DO THIS →
Format every line of the items below as a single JSON list of strings, with one string per line and blank lines left out.

═══ MATERIAL FOR THIS EXERCISE

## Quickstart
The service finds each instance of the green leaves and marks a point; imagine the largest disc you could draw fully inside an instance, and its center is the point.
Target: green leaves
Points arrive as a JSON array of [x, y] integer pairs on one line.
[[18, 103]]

══════

THE OUTPUT →
[
  "## Quickstart",
  "The service finds each instance of the green leaves and marks a point; imagine the largest disc you could draw fully inside an instance, and its center is the point.",
  "Target: green leaves",
  "Points arrive as a JSON array of [x, y] integer pairs on one line.",
  "[[18, 103]]"
]